* start Material provided *

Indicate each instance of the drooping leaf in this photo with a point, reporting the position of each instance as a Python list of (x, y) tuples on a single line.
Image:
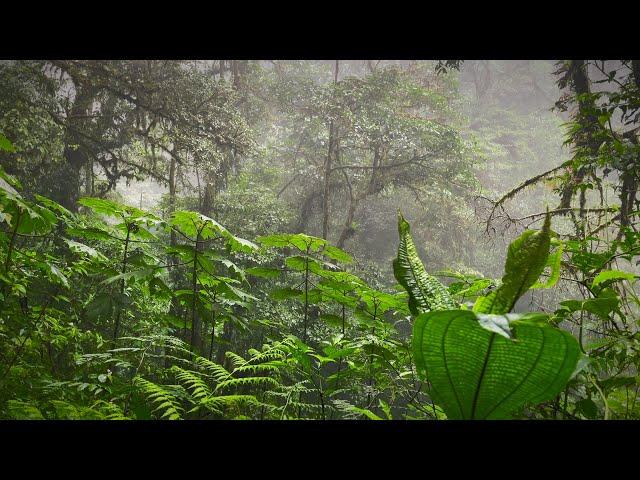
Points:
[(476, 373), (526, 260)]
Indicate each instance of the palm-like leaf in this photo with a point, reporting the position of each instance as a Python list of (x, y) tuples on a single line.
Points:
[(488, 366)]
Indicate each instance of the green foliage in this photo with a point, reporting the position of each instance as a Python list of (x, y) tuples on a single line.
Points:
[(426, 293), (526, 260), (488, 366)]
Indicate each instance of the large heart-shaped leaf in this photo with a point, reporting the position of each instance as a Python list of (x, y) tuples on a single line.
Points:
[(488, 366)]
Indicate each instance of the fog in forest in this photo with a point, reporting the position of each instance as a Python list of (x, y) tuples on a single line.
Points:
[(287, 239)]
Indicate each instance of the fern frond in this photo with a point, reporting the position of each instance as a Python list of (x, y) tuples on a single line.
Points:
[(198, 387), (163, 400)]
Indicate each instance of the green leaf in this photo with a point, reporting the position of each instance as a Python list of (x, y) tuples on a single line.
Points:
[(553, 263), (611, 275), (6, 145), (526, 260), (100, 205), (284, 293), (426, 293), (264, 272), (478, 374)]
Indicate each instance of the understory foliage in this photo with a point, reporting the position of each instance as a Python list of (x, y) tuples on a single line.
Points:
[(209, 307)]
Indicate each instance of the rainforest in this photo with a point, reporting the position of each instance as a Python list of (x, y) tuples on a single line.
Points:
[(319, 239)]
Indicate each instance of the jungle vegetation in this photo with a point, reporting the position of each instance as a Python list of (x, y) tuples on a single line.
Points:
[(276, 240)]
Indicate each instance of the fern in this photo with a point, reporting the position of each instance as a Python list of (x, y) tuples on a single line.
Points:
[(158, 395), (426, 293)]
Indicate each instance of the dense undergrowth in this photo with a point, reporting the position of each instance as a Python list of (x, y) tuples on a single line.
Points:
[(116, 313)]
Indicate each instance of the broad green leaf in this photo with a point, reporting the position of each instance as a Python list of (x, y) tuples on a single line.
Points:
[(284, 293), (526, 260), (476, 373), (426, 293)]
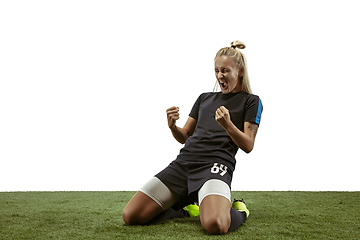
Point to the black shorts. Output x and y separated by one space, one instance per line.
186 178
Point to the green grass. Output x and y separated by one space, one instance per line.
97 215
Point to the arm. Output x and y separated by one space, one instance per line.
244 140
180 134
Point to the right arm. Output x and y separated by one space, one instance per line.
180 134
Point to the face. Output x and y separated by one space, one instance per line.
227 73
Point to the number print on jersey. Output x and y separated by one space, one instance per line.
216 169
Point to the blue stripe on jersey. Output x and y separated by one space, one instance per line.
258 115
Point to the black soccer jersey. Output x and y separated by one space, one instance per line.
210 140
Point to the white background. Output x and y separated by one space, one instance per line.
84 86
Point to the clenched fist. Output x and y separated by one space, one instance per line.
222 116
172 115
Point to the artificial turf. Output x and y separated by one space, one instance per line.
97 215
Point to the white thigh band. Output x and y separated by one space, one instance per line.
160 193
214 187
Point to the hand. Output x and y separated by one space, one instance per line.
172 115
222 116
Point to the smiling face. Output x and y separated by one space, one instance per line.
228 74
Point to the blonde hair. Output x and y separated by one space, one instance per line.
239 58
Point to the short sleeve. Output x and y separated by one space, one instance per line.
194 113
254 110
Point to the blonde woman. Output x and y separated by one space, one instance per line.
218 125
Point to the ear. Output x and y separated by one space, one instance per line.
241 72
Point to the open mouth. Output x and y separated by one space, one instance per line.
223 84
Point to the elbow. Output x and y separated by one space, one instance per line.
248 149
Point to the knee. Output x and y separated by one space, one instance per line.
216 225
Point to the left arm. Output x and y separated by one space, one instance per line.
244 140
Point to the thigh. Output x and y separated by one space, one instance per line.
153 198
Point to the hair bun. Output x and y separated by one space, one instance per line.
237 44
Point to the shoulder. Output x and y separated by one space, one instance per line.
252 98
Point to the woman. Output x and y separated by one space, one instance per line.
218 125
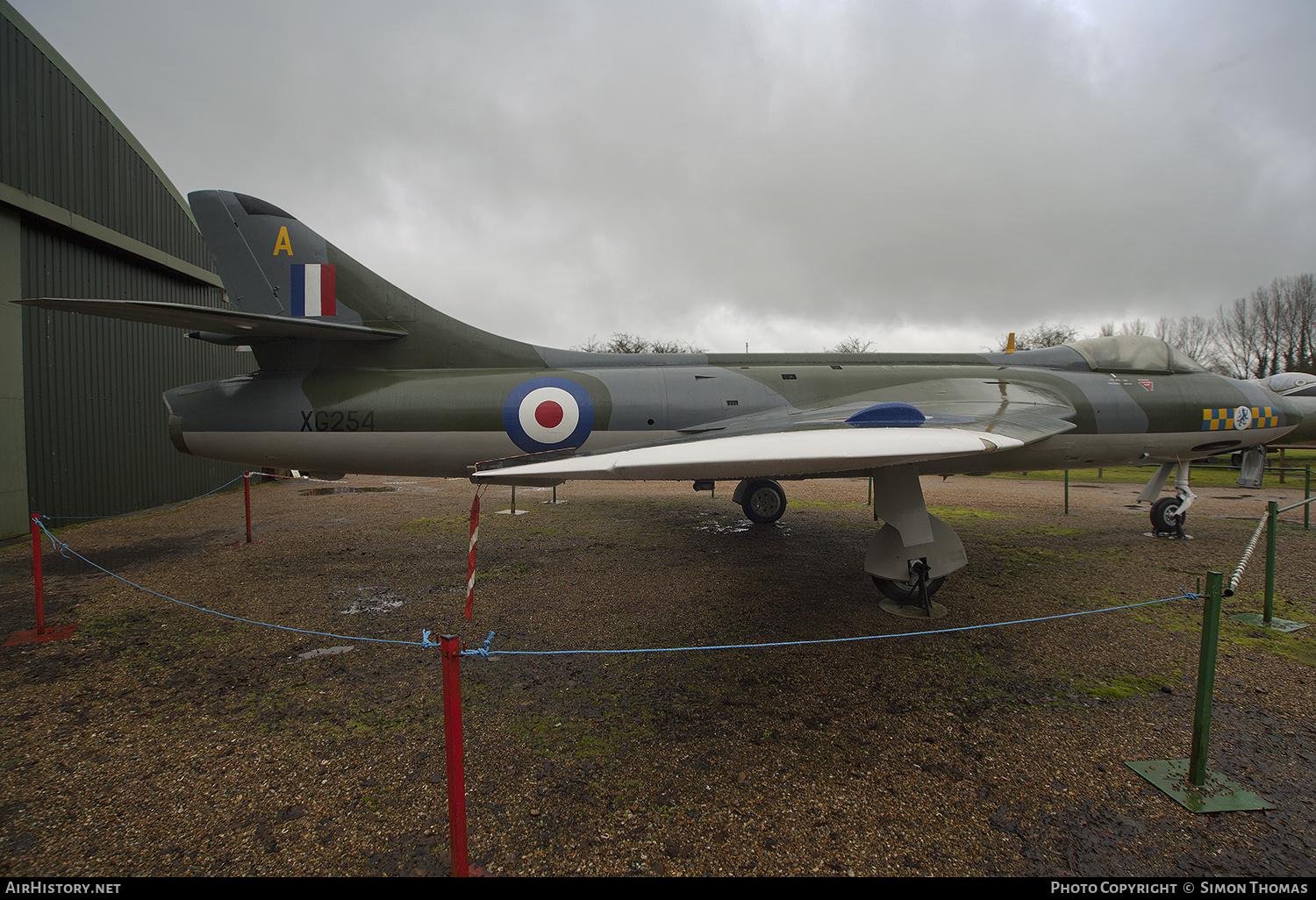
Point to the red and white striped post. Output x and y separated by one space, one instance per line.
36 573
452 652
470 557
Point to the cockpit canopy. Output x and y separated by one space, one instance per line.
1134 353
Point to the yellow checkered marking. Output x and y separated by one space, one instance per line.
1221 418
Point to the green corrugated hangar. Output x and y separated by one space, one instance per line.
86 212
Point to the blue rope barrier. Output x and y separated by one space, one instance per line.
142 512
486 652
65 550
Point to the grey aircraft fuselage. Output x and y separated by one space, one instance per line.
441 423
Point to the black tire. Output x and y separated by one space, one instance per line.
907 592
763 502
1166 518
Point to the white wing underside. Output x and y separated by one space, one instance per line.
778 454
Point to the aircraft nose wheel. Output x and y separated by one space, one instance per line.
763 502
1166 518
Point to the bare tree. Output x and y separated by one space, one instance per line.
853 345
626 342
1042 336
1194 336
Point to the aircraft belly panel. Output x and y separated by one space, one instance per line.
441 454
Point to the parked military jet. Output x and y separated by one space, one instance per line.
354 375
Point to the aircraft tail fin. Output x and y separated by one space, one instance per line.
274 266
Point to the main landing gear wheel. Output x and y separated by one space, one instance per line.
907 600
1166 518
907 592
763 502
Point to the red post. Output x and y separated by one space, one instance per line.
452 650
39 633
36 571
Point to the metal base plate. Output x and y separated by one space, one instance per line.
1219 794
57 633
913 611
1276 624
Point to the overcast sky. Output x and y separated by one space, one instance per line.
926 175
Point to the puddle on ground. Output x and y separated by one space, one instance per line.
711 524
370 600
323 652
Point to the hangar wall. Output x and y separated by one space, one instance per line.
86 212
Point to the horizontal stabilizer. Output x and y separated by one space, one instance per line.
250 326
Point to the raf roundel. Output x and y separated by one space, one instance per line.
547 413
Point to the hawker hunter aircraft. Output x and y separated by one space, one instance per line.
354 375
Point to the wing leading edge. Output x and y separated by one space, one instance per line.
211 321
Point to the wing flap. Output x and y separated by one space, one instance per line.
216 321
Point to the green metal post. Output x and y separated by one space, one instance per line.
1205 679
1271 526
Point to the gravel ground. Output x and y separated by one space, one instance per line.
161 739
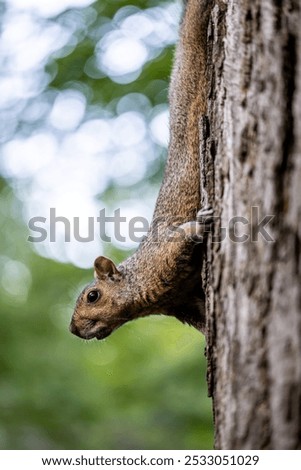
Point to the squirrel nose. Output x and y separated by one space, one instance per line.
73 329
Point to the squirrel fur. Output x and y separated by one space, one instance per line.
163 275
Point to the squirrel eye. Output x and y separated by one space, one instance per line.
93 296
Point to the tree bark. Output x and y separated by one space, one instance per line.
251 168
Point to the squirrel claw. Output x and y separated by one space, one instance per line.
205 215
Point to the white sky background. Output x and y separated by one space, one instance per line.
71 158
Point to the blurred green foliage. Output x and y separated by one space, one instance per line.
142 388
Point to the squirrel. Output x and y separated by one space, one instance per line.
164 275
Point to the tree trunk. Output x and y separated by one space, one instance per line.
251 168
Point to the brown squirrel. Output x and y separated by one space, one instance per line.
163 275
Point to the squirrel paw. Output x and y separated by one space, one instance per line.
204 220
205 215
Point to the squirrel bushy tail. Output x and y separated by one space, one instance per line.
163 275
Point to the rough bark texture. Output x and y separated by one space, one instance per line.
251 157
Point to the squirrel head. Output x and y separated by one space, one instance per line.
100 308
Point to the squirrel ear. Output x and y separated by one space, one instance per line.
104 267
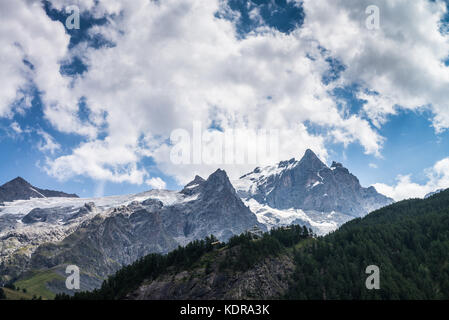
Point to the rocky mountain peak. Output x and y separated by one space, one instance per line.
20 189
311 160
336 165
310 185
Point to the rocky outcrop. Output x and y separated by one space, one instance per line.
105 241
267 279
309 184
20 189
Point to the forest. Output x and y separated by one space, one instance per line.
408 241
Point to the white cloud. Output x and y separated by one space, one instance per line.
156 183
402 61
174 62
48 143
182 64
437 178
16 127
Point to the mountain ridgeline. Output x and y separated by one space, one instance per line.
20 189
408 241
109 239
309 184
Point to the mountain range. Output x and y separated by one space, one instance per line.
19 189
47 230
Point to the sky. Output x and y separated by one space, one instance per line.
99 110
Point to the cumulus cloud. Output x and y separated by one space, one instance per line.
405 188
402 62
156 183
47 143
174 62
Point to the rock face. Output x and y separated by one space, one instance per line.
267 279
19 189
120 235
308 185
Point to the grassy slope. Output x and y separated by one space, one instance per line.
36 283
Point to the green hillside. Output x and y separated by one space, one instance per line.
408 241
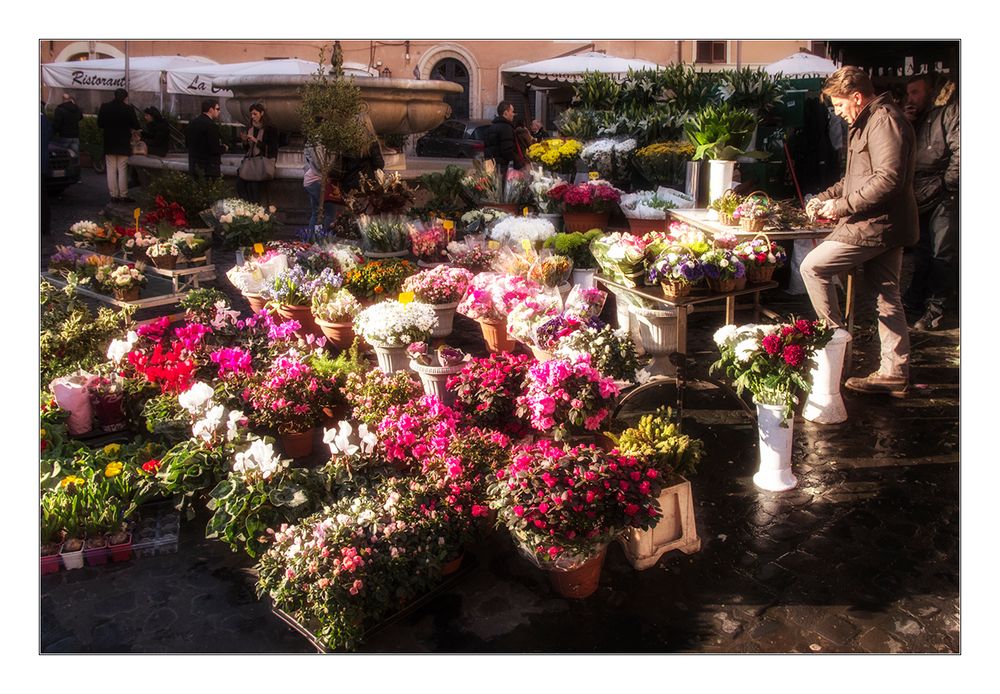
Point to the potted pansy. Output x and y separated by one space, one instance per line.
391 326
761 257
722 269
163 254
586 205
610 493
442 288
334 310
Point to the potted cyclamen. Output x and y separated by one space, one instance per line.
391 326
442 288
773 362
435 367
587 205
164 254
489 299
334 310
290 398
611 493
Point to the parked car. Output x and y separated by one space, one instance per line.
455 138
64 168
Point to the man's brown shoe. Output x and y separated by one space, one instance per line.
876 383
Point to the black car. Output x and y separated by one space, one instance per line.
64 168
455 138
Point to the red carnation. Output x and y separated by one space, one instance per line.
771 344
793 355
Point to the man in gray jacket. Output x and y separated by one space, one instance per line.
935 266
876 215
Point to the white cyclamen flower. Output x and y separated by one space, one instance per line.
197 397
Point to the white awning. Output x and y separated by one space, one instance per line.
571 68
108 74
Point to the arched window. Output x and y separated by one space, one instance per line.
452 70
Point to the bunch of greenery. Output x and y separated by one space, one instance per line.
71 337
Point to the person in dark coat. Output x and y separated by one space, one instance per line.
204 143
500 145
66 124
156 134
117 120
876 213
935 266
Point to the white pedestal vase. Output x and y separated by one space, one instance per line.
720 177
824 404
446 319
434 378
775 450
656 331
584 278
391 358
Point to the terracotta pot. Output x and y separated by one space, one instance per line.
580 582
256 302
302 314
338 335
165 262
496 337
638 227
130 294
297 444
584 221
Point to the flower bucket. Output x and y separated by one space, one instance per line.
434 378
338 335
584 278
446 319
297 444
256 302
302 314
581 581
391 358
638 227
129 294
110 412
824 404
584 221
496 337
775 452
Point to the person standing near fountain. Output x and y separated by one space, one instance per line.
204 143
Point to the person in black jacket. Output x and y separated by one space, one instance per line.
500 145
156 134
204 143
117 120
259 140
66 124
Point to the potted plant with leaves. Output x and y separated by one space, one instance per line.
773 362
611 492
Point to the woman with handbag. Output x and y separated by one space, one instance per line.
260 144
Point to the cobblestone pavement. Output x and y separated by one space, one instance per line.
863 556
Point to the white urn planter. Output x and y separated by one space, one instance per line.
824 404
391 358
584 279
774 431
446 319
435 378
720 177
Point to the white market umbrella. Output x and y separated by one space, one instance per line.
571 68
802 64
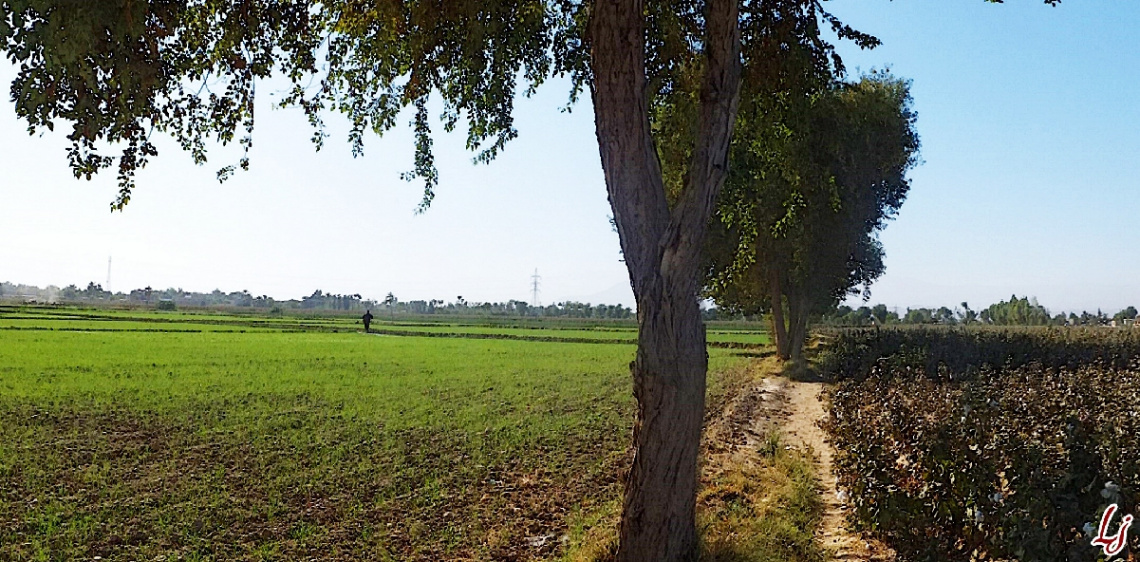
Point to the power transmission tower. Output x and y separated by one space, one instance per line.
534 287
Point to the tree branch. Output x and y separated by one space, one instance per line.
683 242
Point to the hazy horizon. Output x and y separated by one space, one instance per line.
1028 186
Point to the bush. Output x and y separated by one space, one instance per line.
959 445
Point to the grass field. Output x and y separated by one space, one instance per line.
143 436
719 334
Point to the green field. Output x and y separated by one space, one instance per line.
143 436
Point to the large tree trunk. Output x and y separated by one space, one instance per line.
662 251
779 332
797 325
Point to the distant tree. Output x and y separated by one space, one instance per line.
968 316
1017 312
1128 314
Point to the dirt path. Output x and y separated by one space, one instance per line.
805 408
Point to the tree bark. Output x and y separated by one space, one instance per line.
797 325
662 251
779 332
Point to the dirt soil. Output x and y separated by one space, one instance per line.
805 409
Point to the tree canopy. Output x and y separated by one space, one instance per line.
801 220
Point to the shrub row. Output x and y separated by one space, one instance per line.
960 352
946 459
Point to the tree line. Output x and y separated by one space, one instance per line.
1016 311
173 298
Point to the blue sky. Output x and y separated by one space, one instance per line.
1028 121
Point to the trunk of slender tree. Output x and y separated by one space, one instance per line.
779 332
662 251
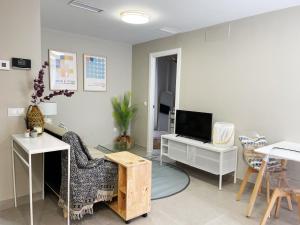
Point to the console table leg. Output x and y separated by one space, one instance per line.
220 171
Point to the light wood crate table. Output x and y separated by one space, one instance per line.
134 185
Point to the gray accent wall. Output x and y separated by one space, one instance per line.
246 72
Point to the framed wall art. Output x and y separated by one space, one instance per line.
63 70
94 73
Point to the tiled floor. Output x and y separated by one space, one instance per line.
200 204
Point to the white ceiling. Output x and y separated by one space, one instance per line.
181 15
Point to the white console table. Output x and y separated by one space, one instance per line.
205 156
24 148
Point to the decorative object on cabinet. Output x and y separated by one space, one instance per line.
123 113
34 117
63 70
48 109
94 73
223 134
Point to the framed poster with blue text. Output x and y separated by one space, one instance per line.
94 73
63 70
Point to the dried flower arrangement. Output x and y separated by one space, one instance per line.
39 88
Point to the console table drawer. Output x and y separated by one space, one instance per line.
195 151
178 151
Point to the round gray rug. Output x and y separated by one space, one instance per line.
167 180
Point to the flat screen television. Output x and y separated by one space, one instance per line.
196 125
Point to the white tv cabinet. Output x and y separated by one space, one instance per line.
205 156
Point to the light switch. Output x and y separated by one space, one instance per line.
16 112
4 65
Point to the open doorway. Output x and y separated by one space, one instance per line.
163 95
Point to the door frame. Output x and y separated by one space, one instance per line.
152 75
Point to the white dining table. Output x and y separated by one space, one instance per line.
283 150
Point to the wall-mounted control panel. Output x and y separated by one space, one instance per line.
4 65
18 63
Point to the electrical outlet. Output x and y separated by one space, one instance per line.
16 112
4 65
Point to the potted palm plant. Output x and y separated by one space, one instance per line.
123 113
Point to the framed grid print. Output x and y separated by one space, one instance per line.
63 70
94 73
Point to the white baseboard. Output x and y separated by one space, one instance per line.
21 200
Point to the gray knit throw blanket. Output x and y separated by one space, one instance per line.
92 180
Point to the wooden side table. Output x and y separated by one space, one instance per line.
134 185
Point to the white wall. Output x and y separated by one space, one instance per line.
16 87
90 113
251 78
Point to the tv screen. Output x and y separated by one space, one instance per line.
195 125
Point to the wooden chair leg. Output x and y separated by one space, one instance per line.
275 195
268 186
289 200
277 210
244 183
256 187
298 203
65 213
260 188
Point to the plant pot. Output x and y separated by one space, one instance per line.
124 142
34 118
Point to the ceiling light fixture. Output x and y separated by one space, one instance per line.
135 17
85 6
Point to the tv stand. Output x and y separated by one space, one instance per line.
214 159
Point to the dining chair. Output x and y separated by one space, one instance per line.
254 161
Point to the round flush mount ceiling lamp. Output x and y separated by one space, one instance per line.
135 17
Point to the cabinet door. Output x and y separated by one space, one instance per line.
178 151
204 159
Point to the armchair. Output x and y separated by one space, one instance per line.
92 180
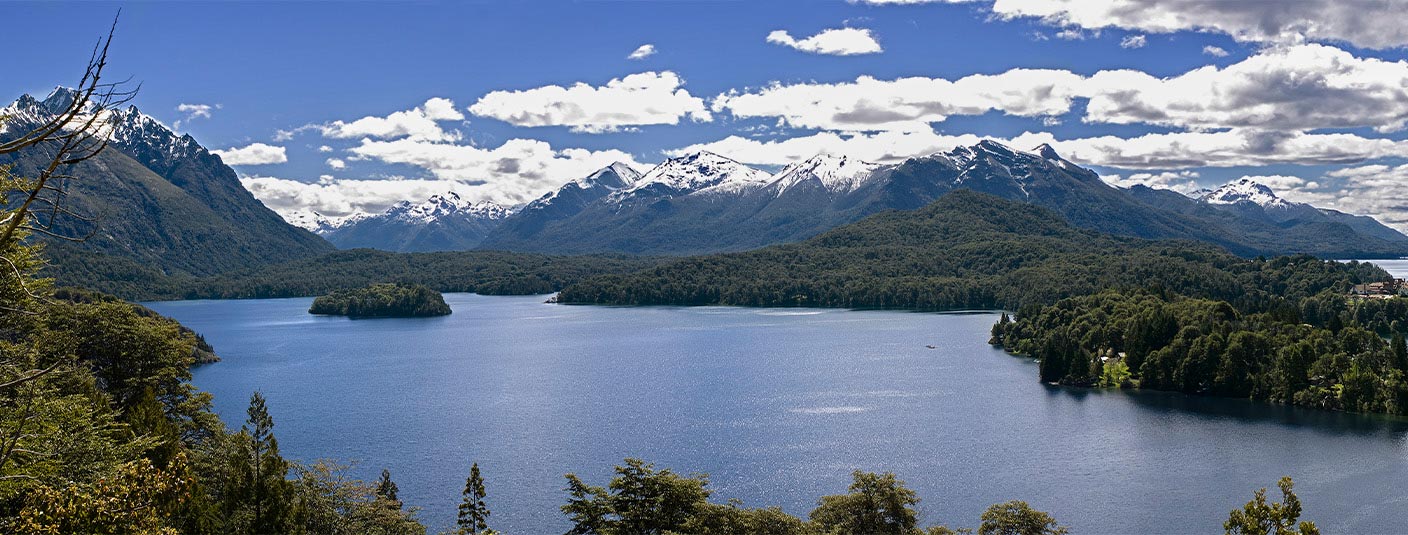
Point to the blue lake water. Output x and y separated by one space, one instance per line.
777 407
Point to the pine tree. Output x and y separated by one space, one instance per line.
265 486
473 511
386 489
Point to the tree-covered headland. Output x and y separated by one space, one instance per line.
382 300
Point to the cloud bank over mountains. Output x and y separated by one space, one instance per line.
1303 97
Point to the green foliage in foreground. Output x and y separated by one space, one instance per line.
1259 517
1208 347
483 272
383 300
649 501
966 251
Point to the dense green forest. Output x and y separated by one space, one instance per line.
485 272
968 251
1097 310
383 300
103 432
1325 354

* end Material provided *

**Work required**
Write out the records word for word, from the very beginning through the line containing "[(158, 395), (426, 293)]", with both ends included, and leave the pictures out.

**Answer**
Indicate each instance of the drooping leaf in this photo with a point, reporting the position of each instance as a Python list of (x, y) tuples on a single line.
Image:
Points:
[(476, 373), (526, 260)]
Indicate each instance of the palm-like leaf in this photo with a point, reporting the position of each instance as a Python list of (x, y) tuples on a single line.
Points:
[(488, 366)]
Indicate each instance of the green foliage in this photo with a point, reporting the position of each instance as a Python list of (x, y) tuples on a single line.
Points:
[(426, 293), (526, 260), (488, 366)]
Indicate each instance of the large heart-shaped leaf in this photo with a point, reporting the position of each instance as a Python list of (x, y) tuples on a single line.
Points:
[(488, 366)]
Indicate each instance of the fog in forest in this photo with a point, reporting the position of each instance as a Python list of (x, y) tuples on a single line.
Points:
[(287, 239)]
Indicate each instance of the fern frond in this photo with a point, reporting the position of each instance as a Python list of (x, y) tuples on a single line.
Points:
[(198, 387), (163, 400)]
Indicate each instance of the green leaf in this photo with a point, reporting the position of each instance as a Python list of (x, y) tuples on a single line.
Points:
[(553, 263), (611, 275), (6, 145), (526, 260), (100, 205), (284, 293), (426, 293), (264, 272), (478, 374)]
Indicate each instance of the understory foliage in this photo with a point, reporting the position of each instance as a Python list of (x, y) tuples on a single line.
Points:
[(209, 307)]
Indicate each instance of the rainforest in this photo with a point, reporting the position of each instance as a Python list of (x, y) tuples on a single line.
Points:
[(319, 239)]
Indicate each instance of the jungle vegetation in this photo with a point, reporting the position of each instance as a Python list of (x, y) tuples on a single line.
Points:
[(276, 240)]
Indicate each instance of the fern in this photo with a point, reporting the position of each instance as a Python list of (x, y) tuples on a single line.
Points:
[(158, 395), (426, 293)]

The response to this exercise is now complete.